Start of Given information
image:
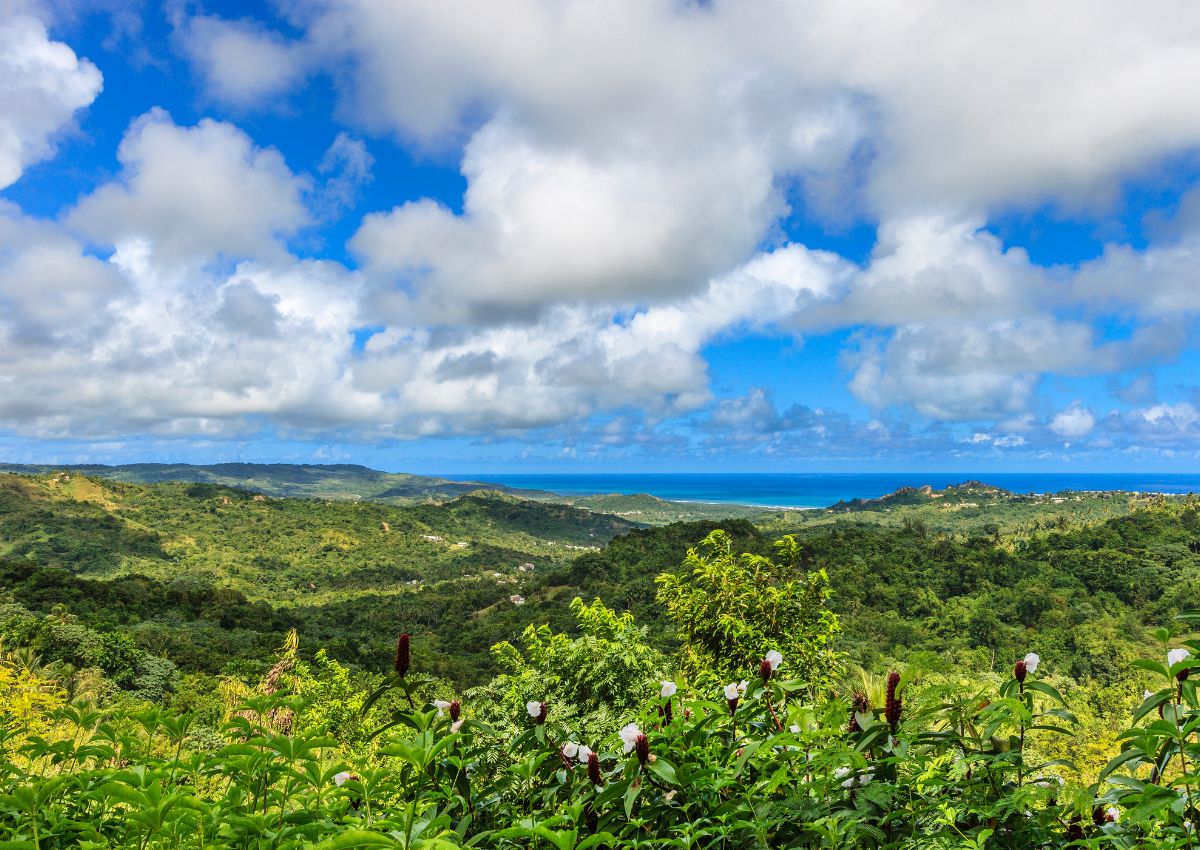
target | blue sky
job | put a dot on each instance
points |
(635, 235)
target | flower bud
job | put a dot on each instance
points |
(402, 654)
(642, 747)
(894, 704)
(858, 705)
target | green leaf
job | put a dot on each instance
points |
(359, 838)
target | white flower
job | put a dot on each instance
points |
End of Given information
Exercise prompt: Search the entries for the string "flower". Copy every line that has it.

Response to this exercise:
target | flower bud
target | white flower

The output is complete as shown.